■ Work to complete:
The output must start at the line containing "Query: bicycle tire" in the records below and stop at the last line, matching each line exactly and leaving out every picture.

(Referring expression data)
Content starts
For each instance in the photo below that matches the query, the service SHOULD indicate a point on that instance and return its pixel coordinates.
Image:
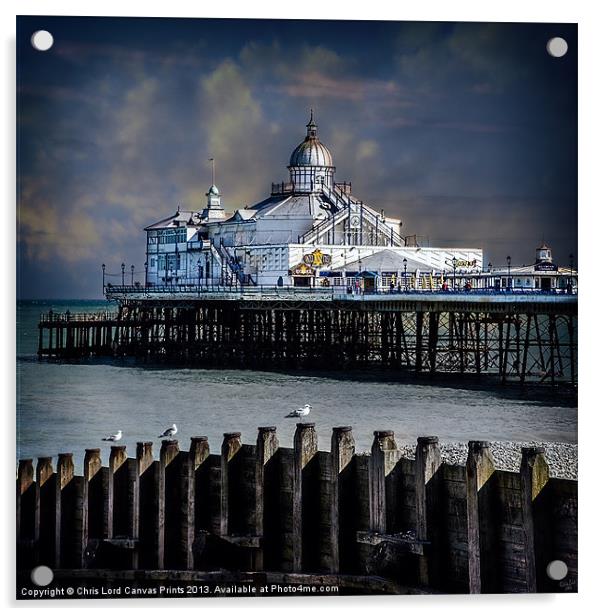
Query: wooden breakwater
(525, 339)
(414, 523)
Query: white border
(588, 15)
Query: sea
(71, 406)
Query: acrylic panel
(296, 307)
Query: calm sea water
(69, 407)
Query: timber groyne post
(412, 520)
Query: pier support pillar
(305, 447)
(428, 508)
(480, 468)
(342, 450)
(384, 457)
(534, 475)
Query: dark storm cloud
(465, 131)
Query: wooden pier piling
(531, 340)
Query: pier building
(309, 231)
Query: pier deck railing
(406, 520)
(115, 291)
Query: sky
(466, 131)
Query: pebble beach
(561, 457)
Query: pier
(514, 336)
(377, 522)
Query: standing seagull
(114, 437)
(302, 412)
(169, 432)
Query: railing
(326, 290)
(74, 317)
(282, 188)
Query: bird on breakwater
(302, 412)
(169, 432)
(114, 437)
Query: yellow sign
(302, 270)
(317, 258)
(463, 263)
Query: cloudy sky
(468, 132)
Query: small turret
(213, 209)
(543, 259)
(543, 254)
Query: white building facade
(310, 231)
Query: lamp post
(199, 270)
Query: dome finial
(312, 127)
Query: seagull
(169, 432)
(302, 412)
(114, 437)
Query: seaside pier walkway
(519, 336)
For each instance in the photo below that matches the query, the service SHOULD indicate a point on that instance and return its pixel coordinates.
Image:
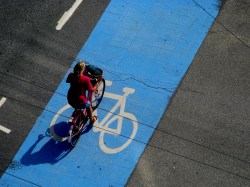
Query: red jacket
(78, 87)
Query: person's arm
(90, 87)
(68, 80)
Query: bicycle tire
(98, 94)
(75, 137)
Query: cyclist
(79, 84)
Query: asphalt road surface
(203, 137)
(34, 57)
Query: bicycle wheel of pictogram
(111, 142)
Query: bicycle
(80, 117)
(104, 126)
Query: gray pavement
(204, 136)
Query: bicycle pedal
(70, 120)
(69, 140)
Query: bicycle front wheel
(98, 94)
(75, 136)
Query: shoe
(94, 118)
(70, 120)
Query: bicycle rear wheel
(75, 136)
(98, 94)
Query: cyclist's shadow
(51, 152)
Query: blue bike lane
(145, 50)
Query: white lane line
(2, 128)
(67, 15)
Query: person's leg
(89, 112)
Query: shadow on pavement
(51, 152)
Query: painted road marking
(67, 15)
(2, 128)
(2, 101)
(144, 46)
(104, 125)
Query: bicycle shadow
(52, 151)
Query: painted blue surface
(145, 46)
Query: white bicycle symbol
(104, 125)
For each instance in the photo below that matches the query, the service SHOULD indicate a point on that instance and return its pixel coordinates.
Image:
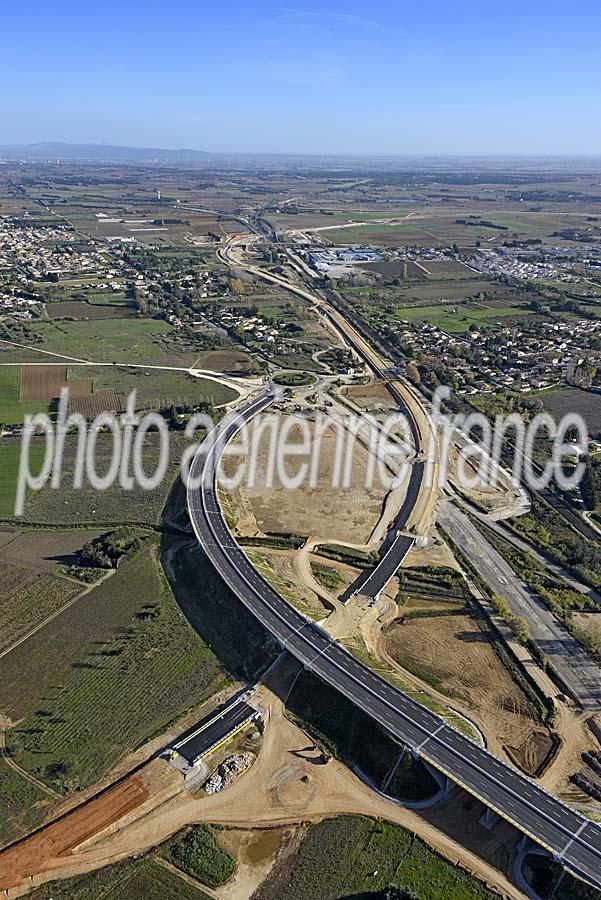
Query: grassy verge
Content ends
■ Response to this exercise:
Query: bicycle tire
(98, 94)
(75, 137)
Query: cyclist
(79, 84)
Query: asphalt road surface
(203, 137)
(34, 57)
Query: bicycle wheel of pictogram
(111, 142)
Query: bicycle
(80, 117)
(104, 126)
Query: gray pavement
(204, 136)
Query: bicycle pedal
(70, 120)
(69, 140)
Query: bicycle front wheel
(98, 94)
(75, 136)
Query: shoe
(94, 118)
(70, 120)
Query: bicycle rear wheel
(75, 136)
(98, 94)
Query: cyclist's shadow
(51, 152)
Query: blue bike lane
(145, 50)
Query: white lane line
(2, 128)
(67, 15)
Query: person's leg
(89, 112)
Query: shadow on pavement
(51, 152)
Query: painted road marking
(67, 15)
(2, 128)
(2, 101)
(144, 46)
(104, 125)
Query: bicycle shadow
(52, 151)
Query: painted blue surface
(145, 46)
Query: white bicycle symbol
(104, 125)
For each instance in the photo below that matches the query, the service SHOULD indicate a point on that instance and return its pixel coordinates.
Image:
Query: grassy verge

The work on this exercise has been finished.